---------- Records provided

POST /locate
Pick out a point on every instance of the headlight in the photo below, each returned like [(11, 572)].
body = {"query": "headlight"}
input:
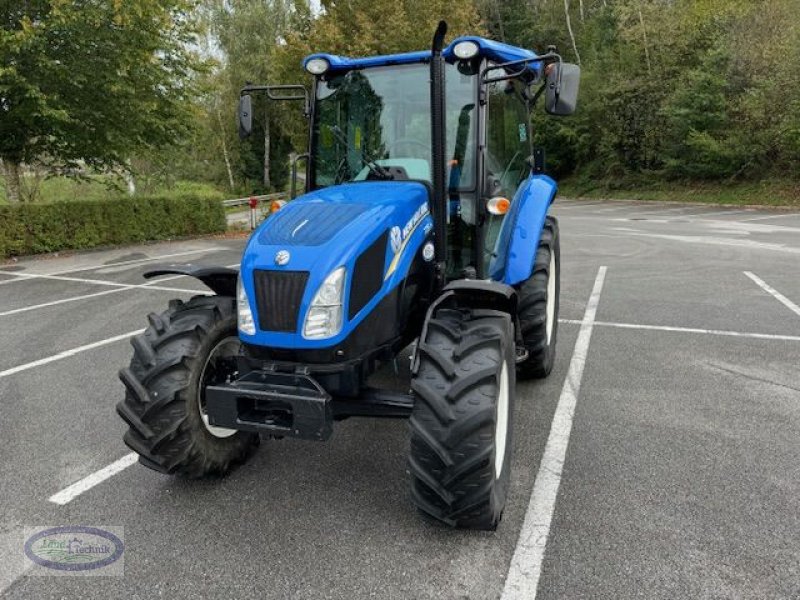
[(324, 317), (244, 315), (466, 50), (317, 66)]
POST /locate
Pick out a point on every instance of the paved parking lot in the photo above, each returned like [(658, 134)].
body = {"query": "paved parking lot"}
[(661, 459)]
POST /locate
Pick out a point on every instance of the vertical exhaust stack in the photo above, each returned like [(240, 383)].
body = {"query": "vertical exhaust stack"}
[(438, 145)]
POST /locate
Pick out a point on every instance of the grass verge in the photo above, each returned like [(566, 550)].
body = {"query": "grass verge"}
[(761, 193)]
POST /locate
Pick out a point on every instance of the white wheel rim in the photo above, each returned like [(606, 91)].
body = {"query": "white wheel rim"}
[(501, 426), (220, 432), (551, 296)]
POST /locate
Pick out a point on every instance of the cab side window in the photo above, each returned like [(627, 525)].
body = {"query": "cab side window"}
[(507, 137)]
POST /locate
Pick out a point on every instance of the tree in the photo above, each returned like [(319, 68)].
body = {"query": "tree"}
[(90, 82)]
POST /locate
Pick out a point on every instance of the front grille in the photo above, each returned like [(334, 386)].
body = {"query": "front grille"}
[(278, 298), (368, 275)]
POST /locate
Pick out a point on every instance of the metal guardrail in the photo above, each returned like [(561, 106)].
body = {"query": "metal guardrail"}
[(246, 201)]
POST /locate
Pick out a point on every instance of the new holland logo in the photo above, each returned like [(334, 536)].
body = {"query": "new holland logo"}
[(398, 238)]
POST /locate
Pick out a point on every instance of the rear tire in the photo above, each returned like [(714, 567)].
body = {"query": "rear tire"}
[(538, 306), (176, 357), (461, 423)]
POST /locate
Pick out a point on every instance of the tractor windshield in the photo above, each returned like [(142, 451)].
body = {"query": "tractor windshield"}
[(376, 124)]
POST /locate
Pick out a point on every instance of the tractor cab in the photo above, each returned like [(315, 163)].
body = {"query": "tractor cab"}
[(371, 120)]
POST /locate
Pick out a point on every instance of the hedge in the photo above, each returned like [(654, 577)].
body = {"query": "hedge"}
[(35, 228)]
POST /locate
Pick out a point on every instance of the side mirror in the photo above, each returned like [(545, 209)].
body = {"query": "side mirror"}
[(245, 116), (561, 96)]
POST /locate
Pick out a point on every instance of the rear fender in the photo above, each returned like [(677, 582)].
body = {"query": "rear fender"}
[(518, 241), (221, 280)]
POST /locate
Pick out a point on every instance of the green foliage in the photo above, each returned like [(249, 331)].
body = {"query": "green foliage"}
[(93, 82), (35, 228), (680, 90)]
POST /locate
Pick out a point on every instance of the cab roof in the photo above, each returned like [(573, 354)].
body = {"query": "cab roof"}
[(494, 51)]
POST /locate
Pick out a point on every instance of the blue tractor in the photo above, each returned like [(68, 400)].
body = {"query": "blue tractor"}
[(423, 223)]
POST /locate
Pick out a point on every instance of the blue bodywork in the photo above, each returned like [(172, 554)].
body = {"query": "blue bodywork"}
[(330, 228), (518, 241), (494, 51)]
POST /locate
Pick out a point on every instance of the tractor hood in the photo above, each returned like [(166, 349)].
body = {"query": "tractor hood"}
[(373, 229)]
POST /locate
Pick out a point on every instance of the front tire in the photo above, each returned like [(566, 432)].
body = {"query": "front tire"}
[(538, 305), (461, 423), (186, 348)]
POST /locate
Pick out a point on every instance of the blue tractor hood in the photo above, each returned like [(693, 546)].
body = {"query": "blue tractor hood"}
[(330, 228)]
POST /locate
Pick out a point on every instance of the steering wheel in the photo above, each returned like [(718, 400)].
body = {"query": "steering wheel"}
[(399, 142)]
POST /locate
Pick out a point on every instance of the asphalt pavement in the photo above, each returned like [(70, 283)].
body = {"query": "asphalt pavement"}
[(661, 458)]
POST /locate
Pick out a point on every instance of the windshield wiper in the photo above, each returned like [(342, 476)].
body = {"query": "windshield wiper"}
[(369, 162)]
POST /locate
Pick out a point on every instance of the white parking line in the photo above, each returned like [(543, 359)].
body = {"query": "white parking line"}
[(118, 288), (76, 489), (725, 212), (99, 282), (784, 215), (119, 264), (722, 332), (774, 293), (68, 353), (526, 564)]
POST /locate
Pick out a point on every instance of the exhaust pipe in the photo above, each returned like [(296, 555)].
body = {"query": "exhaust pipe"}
[(438, 145)]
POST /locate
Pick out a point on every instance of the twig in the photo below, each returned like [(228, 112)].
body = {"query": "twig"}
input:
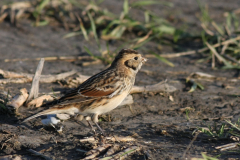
[(127, 101), (18, 100), (112, 150), (25, 78), (122, 139), (213, 60), (93, 153), (190, 144), (174, 55), (207, 30), (225, 46), (37, 102), (39, 154), (159, 87), (35, 82), (227, 146), (87, 139), (122, 155), (61, 58)]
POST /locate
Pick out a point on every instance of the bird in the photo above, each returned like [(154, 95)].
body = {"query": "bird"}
[(102, 92)]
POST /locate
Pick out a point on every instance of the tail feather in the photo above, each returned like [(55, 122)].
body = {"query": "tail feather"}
[(46, 112), (54, 110)]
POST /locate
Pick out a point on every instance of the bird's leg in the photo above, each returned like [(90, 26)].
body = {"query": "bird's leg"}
[(95, 120), (88, 120)]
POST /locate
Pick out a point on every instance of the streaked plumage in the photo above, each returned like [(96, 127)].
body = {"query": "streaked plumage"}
[(102, 92)]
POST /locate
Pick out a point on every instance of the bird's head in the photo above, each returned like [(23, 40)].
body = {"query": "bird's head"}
[(129, 59)]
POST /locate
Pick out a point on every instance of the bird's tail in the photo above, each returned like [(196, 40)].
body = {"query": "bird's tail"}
[(54, 110)]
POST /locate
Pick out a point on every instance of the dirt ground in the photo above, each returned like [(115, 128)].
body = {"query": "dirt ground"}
[(161, 125)]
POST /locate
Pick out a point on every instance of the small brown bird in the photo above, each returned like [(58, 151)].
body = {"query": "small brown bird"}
[(102, 92)]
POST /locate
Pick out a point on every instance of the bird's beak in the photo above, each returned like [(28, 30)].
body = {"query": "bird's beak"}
[(144, 59)]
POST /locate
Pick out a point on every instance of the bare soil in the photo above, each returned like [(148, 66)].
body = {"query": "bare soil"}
[(154, 118)]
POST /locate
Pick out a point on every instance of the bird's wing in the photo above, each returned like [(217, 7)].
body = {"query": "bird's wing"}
[(106, 83)]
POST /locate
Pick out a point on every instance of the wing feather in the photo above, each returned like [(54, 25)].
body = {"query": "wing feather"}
[(106, 83)]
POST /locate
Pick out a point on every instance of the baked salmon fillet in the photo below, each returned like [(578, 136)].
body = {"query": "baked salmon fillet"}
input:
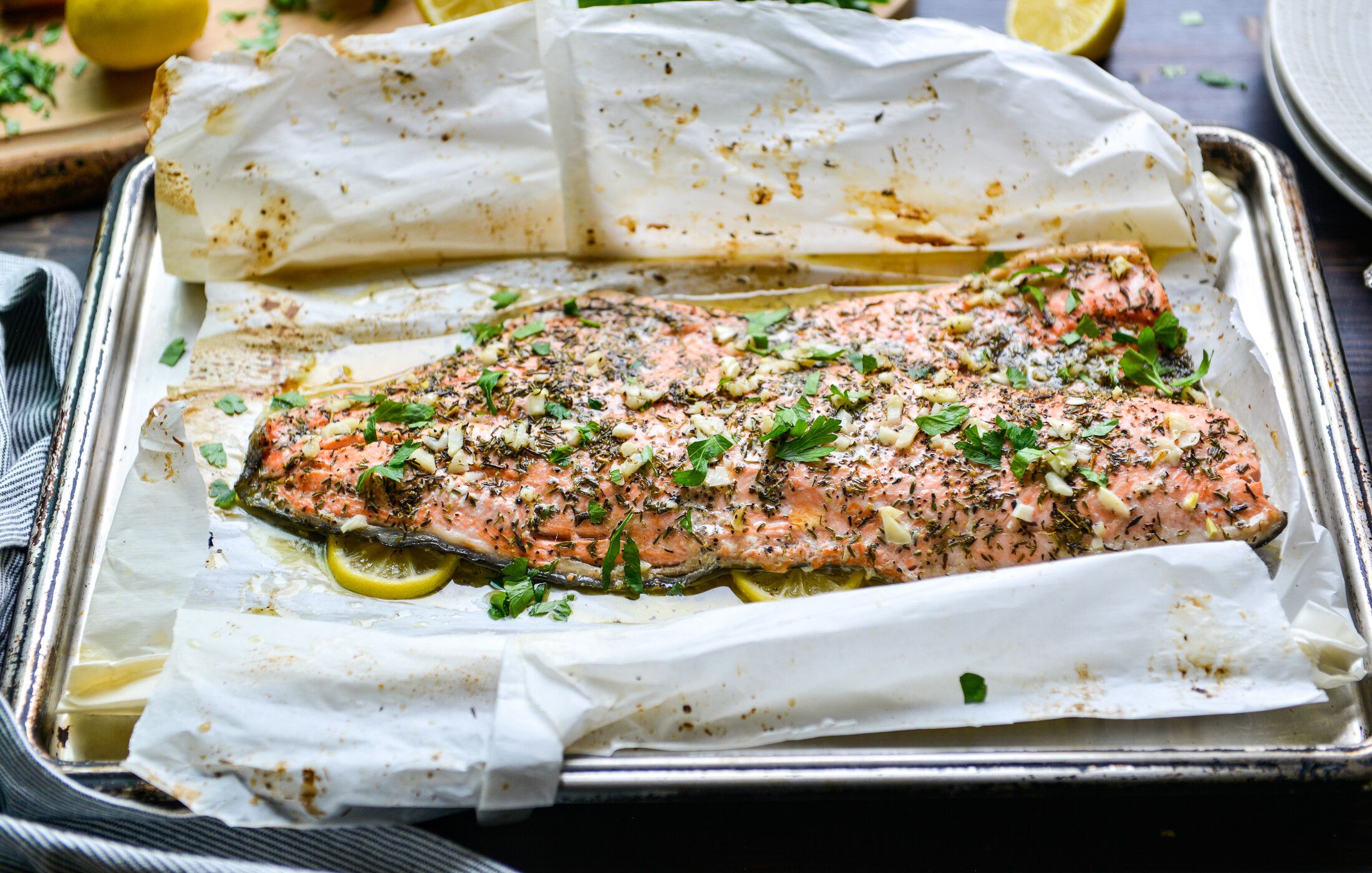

--------------------

The request:
Rewrite the material above with "Pick out" switched to "Mark" everywhere and nothing else changed. Leave the pictures out.

Result for this task:
POST /locate
Mark a point on every instance of the headlight in the photo below, each returned like [(11, 572)].
body = {"query": "headlight"}
input:
[(324, 317), (244, 315), (466, 50), (317, 66)]
POST /locate
Mark a point on every instance of the paved parking lot in the photo above, each returned like [(658, 134)].
body = {"query": "paved parking lot"}
[(661, 459)]
POST /locate
Mark a point on every instance of the vertical exhaust stack in the photo above, each returned like [(240, 383)].
body = {"query": "vertical exhaust stack"}
[(438, 145)]
POST /locate
Mark a point on every instance of the grass verge in the photo above, each returned like [(566, 550)].
body = {"query": "grass verge"}
[(761, 193)]
POST /locate
Mark a point on every instance of the white wheel rim in the photo above, each returned like [(606, 91)].
body = {"query": "white wheel rim"}
[(501, 426), (220, 432), (551, 296)]
POST /locate
Mark a point on every instance of the cab side window in the photo above, each returned like [(627, 525)].
body = {"query": "cab side window"}
[(507, 137)]
POST /locate
Mark a point on every instance of the tree in the photo above, each returned like [(319, 68)].
body = {"query": "tree"}
[(90, 82)]
POST /locate
Mark a point on every instance of the front grille in the photo above, each returned like [(334, 386)].
body = {"query": "front grille"}
[(278, 298), (368, 275)]
POST /locate
Mark a point on every instance of the metal guardrail in the photo above, each returned like [(561, 106)].
body = {"query": "metal guardrail"}
[(246, 201)]
POST /locate
Mark a point on every instance of the new holland logo in the photo above, each returned like [(334, 536)].
body = {"query": "new holland logo"}
[(398, 238)]
POST /locate
Mark a point on every instance of the rear tire in the photo above, each returned like [(714, 567)].
body = {"query": "rear tire"}
[(538, 306), (176, 357), (461, 423)]
POST /locate
Mark a point on every instance of the tractor windshield in the photo above, each returned like [(142, 451)].
body = {"query": "tractor windshield"}
[(376, 124)]
POST /locate
Mark a point on every instance of the tractor cab in the photo above, each returned like [(315, 163)].
body = {"query": "tractor cab"}
[(371, 120)]
POST /locate
Mark a point on every instance of the hedge in the photo above, each returned like [(654, 577)].
body = {"query": "hedge"}
[(35, 228)]
POST /locate
Mark a point on every instance of the side mirror in the photo above, each returned like [(545, 209)].
body = {"query": "side mirror"}
[(245, 116), (561, 96)]
POST /locate
Mark a point on every instance of the rear fender in the photo above, each returned like [(677, 582)].
body = {"query": "rear fender"}
[(518, 241), (221, 280)]
POST /locate
Mark a point on every instance of the green foliage in the photo above, each returned like [(249, 331)].
body = {"query": "green foliage"}
[(93, 82), (35, 228), (680, 90)]
POST /locate
Mark a point on every instance of the cab roof in the photo above, each returned like [(573, 354)].
body = {"query": "cab roof"}
[(494, 51)]
POST /locate
Mark a point on every instance of the blue tractor in the photo above, each returned like [(68, 400)].
body = {"query": "blue tractor"}
[(423, 223)]
POST /locate
Mark a point on every instance of the blue bodywork in the photo above, each returned like [(172, 554)].
body = {"query": "blue bodywork"}
[(330, 228), (518, 241), (494, 51)]
POST /locate
Mark a point on every instance of the tractor hood in the photo above, each returned like [(166, 349)].
body = {"query": "tractor hood"}
[(373, 229)]
POST /locate
Mark a point on every instance of the front tire in the photo above, each returned like [(566, 432)].
body = {"query": "front tire"}
[(538, 305), (461, 423), (186, 348)]
POST /locate
Mark a point on every instance of the blue tractor hood in the photo above, each returned like [(693, 546)].
body = {"query": "blue tractor hood"}
[(330, 228)]
POST /locate
Mark a point on every instance of the steering wheel in the photo above, each returned like [(718, 400)].
body = {"query": "steering wheel"}
[(399, 142)]
POST /locate
Mark a point on every instance of the asphalt pavement in the photo above, each returned like [(70, 283)].
body = {"query": "asphalt pavement"}
[(661, 458)]
POST /locate
Mark a point on every instance of the windshield wiper in the photo above, each returned like [(342, 476)].
body = {"query": "windshield wiper"}
[(369, 162)]
POST /locate
Mark a point on every instance of the white parking line in the photo above, each returned like [(543, 359)].
body = {"query": "white parking line"}
[(118, 288), (76, 489), (725, 212), (99, 282), (784, 215), (119, 264), (722, 332), (774, 293), (68, 353), (526, 564)]
POST /locate
Mark a point on every instance of the exhaust pipe in the photo above, each returned like [(296, 555)].
body = {"query": "exhaust pipe"}
[(438, 145)]
POST /locate
Mark a point on every instance of the twig in the photo below, each returned like [(228, 112)].
body = {"query": "twig"}
input:
[(127, 101), (18, 100), (112, 150), (25, 78), (122, 139), (213, 60), (93, 153), (190, 144), (174, 55), (207, 30), (225, 46), (37, 102), (39, 154), (159, 87), (35, 82), (227, 146), (87, 139), (122, 155), (61, 58)]
POST /locate
Mark a point on every instance of the bird in the photo above, each returned like [(154, 95)].
body = {"query": "bird"}
[(102, 92)]
POST /locate
Mark a point on every instance of the tail feather in the photo above, each returned like [(55, 122)].
body = {"query": "tail feather"}
[(46, 112), (54, 110)]
POST /locate
Mark a point on every instance of the bird's leg in the photo above, each returned like [(90, 26)].
body = {"query": "bird's leg"}
[(95, 120), (88, 120)]
POST /locate
Mark a point on every instance of the streaked plumage in the photo above, each returned like [(96, 127)].
body = {"query": "streaked plumage"}
[(102, 92)]
POST /locate
Mark a point on every instance of the bird's head in the photo above, each returned like [(23, 40)].
body = {"query": "bird's head"}
[(129, 59)]
POST /locate
Mark a point on every instance of the bird's tail in the photo above, each returned like [(196, 40)].
body = {"query": "bird's tail"}
[(54, 110)]
POST /locate
Mark a point on every instance of the dirt ground in the photo above, each returned like [(115, 128)].
body = {"query": "dirt ground"}
[(161, 125)]
POST /locate
Mark a point on every instance of the small brown bird in the photo above, each returned like [(58, 151)].
body = {"query": "small brown bird"}
[(102, 92)]
POST /locate
Mark a point on every instance of the bird's beak in the photo above, each returned like [(28, 30)].
body = {"query": "bird's beak"}
[(144, 59)]
POST /locate
Mark a point on every instance of the bare soil in the photo above, each returned like [(148, 66)].
body = {"query": "bare soil"}
[(154, 118)]
POST /locate
Mark a point on every instance of the bird's wing in the photo above, each returned like [(217, 7)].
body = {"query": "bird's wing"}
[(106, 83)]
POST /locate
Mark a point on every instance of the wing feather in the photo above, each returned like [(54, 25)].
body = {"query": "wing feather"}
[(106, 83)]
POST /locate
Mark a point on every instance of the baked salmon fillet in the photo below, each returned like [(578, 136)].
body = {"query": "baked salmon fillet"}
input:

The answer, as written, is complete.